# start of Page extract
Racing round and round: The little bug that could

Author

Head of X-Force Offensive Research (XOR)

IBM

The little bug that could: CVE-2024-30089 is a subtle kernel vulnerability I used to exploit a fully updated Windows 11 machine (with all Virtualization Based Security and hardware security mitigations enabled) and scored my first win at Pwn2Own this year.

In this article, I outline my straightforward approach to bug hunting: picking a starting point and intuitively following a path until something catches my attention. This bug is interesting because it can be reliably triggered due to a logic error. The error occurs in a specific state within an inter-process communication system, which then causes a use-after-free. Finding the bug required comparing the program’s code paths across its various possible states, a process I describe in detail. Equally intriguing is the bug’s origin and Microsoft’s approach to patching it. These topics are also covered in this post.

Hunting for 0-days: Where to start?

A common question I receive about vulnerability research is how to get started. In fact, picking a target and sticking to it might be one of the most difficult steps of the research process. The vulnerability discussed here is in the Microsoft Kernel Streaming Service (mskssrv.sys). Check out this blog post to get a general overview of the subsystem. In that post, I pointed out some characteristics of the MSKSSRV subsystem that might make it a good attack surface, specifically its inter-process communications (IPC) mechanism.
# end of Page extract
# start of Entries supplied
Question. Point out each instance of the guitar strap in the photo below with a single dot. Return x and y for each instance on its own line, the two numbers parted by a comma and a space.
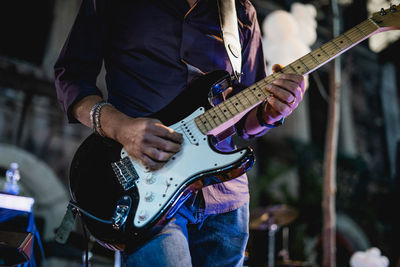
230, 34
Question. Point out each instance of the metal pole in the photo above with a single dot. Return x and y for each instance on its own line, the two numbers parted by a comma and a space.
329, 185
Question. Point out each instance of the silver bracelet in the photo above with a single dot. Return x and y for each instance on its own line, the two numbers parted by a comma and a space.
95, 117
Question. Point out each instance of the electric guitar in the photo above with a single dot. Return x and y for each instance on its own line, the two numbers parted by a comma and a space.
120, 201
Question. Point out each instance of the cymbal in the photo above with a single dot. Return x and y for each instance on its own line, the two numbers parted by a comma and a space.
262, 218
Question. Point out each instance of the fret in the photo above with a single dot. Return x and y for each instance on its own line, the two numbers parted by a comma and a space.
210, 120
254, 93
337, 47
234, 104
350, 41
202, 123
369, 27
311, 62
238, 103
261, 95
214, 115
302, 62
231, 108
226, 111
342, 43
219, 115
355, 35
358, 28
330, 49
244, 97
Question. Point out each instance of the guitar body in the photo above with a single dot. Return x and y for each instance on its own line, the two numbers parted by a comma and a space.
133, 203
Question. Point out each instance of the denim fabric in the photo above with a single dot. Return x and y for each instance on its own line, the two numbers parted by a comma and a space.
194, 239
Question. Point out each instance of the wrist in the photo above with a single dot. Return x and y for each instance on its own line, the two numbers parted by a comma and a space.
262, 121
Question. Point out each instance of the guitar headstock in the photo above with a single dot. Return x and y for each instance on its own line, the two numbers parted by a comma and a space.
388, 19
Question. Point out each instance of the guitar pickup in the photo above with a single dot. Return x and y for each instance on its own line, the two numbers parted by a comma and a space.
125, 172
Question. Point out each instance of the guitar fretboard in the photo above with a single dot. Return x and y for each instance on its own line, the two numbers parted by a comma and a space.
227, 113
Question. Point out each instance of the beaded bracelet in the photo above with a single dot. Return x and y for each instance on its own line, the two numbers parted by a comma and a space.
95, 117
261, 120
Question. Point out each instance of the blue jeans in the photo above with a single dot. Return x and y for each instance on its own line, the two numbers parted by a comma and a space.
193, 239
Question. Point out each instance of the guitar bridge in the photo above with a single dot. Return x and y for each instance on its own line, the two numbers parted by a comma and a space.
125, 173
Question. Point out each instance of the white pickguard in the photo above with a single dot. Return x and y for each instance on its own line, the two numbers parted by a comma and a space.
196, 156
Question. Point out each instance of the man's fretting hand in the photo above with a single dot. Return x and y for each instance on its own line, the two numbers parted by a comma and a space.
146, 140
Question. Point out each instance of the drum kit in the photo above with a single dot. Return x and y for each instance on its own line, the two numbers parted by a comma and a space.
271, 219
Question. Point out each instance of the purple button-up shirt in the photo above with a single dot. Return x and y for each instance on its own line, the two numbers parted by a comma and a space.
151, 49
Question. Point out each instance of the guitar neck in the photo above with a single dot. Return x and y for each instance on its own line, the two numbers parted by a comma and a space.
227, 113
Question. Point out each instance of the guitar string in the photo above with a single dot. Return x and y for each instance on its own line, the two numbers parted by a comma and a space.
330, 49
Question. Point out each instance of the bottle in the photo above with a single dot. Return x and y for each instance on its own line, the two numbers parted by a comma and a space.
12, 177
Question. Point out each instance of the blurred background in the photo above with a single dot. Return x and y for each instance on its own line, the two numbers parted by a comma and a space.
286, 181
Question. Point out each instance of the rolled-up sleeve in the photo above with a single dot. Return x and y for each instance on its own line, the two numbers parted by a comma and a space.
81, 57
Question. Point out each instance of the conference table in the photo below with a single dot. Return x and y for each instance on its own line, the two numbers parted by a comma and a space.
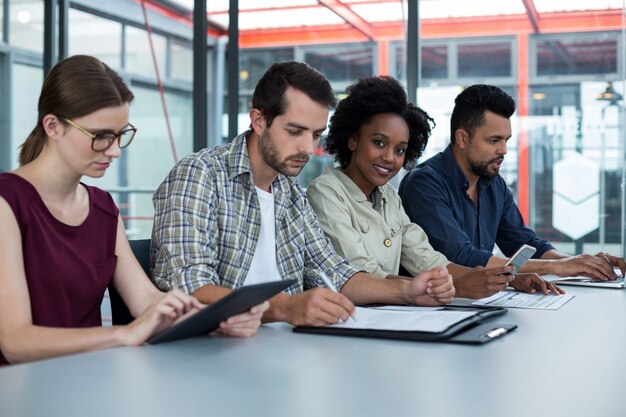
567, 362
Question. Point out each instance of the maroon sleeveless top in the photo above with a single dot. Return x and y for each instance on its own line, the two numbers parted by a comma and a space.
67, 267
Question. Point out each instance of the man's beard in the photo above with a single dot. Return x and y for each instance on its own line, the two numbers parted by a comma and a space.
270, 155
482, 168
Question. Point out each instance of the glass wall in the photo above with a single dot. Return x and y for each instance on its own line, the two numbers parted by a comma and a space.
93, 35
26, 24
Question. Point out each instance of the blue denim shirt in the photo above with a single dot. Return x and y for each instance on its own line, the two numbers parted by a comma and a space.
434, 195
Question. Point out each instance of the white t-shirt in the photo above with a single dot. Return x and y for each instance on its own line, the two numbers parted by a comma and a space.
264, 267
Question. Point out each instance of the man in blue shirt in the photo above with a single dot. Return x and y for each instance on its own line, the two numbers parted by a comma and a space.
464, 205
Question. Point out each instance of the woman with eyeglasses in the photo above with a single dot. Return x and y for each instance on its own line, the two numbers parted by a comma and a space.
62, 242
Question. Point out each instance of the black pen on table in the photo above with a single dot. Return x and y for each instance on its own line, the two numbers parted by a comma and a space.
330, 285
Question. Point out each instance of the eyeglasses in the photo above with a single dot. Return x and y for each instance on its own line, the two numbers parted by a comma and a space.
102, 141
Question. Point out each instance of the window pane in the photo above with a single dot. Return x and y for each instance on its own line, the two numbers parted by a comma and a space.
27, 80
435, 61
147, 161
484, 60
573, 132
93, 35
253, 63
182, 62
576, 55
342, 63
26, 24
138, 54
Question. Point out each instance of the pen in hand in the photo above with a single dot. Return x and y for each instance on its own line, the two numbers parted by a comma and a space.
330, 285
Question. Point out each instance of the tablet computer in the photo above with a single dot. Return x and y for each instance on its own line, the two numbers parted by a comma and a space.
209, 318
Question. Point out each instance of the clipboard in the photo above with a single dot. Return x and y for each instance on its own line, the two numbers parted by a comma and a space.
472, 330
208, 319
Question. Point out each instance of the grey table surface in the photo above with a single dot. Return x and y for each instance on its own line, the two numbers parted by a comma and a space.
569, 362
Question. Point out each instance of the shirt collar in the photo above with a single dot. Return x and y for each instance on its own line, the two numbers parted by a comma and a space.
454, 171
354, 189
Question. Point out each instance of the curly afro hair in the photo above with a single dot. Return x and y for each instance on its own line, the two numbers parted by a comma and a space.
367, 98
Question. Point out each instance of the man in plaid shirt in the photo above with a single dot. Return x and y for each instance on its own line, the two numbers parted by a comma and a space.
235, 215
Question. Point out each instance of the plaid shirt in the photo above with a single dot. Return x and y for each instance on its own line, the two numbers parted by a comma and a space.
208, 219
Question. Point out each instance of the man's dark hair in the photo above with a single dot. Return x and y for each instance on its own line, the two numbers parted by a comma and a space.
471, 104
269, 94
367, 98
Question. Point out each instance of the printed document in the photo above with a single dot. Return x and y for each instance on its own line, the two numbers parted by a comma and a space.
511, 299
416, 320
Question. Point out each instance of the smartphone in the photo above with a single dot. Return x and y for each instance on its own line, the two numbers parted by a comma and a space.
519, 258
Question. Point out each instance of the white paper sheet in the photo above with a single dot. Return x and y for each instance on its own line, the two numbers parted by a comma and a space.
511, 299
429, 320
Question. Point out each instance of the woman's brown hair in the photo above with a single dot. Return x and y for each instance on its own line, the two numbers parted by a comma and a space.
75, 87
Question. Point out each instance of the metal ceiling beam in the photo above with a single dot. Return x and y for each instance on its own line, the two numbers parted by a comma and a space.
434, 29
347, 14
532, 13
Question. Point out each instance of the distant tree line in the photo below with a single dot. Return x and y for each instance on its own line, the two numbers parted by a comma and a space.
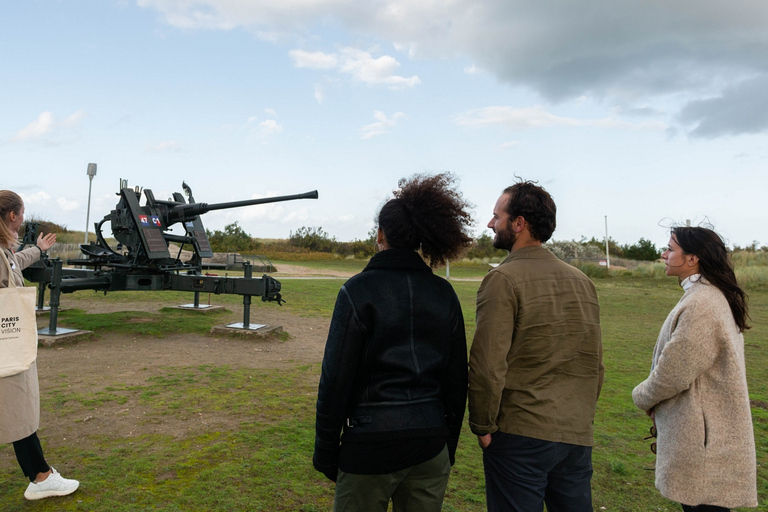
315, 239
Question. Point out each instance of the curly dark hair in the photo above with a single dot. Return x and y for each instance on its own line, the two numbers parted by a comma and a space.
715, 266
427, 212
535, 205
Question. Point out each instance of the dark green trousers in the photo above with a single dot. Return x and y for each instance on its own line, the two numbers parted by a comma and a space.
420, 488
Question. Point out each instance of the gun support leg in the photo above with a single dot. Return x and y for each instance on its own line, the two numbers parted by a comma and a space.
41, 296
55, 296
248, 274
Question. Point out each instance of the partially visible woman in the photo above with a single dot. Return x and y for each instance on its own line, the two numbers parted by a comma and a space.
394, 375
697, 390
19, 394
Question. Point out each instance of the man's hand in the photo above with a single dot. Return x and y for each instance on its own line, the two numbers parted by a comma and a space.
484, 441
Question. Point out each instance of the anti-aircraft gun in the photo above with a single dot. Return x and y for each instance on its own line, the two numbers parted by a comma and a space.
142, 258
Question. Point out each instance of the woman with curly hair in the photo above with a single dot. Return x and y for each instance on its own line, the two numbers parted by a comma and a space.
697, 392
393, 387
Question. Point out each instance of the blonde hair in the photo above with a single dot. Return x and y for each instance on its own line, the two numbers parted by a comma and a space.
9, 202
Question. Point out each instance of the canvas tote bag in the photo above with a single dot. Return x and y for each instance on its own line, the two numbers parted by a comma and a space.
18, 326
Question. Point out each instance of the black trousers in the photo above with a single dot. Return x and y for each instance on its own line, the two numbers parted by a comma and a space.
29, 453
704, 508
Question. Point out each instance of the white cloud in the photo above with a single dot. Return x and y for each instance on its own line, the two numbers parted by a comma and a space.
363, 66
619, 52
381, 126
374, 71
267, 128
313, 60
48, 129
319, 93
168, 145
536, 117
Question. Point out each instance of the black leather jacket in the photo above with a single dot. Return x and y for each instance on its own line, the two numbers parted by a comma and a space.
395, 362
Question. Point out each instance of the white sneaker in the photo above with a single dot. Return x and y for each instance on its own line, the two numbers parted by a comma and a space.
54, 485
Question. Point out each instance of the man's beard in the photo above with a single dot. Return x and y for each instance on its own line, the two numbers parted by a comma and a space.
505, 239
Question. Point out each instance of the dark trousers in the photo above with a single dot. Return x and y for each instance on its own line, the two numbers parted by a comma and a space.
704, 508
29, 453
523, 473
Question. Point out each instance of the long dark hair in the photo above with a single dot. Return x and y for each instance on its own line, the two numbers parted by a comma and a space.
427, 212
715, 266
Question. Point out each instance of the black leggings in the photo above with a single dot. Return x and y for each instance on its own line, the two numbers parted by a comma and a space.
# end of Entries supplied
» **What you need to do**:
[1] In the Pwn2Own write-up, which driver file holds the vulnerability?
[2] Retype everything in the listing from the line that contains "Question. Point out each instance of the black leather" down to the last line of the listing.
The Pwn2Own write-up and the listing come from unrelated sources.

» **Outputs**:
[1] mskssrv.sys, the Microsoft Kernel Streaming Service.

[2]
Question. Point out each instance of the black leather jacket in the photo above with a single dot. Return x and y for each instance on its own line, the two numbers parted by a comma and a space.
395, 362
Question. Point out each instance of the white sneaker in the photo above with a single dot. Return x and y for each instance on its own line, the two numbers parted by a comma and a space.
54, 485
Question. Point out each instance of the man's beard in the photo above with a single dot. Return x and y for each instance on its own line, the two numbers parted by a comma and a space.
505, 239
Question. Point out each instance of the dark trousers in the photo above with a single dot. Return x and y for each instance on its own line, the two numbers parted by a comma and a space.
704, 508
29, 453
523, 473
Question. Point out each instance of the long dark hair in the photo above with a single dot. Return x and y for each instance on its own line, the two numbers parted by a comma and a space.
427, 212
715, 266
Question. Point out each instance of the black leggings in the photo above with a single dot. Return x and y for each instance on its own line, the two numbers parted by a comma and a space.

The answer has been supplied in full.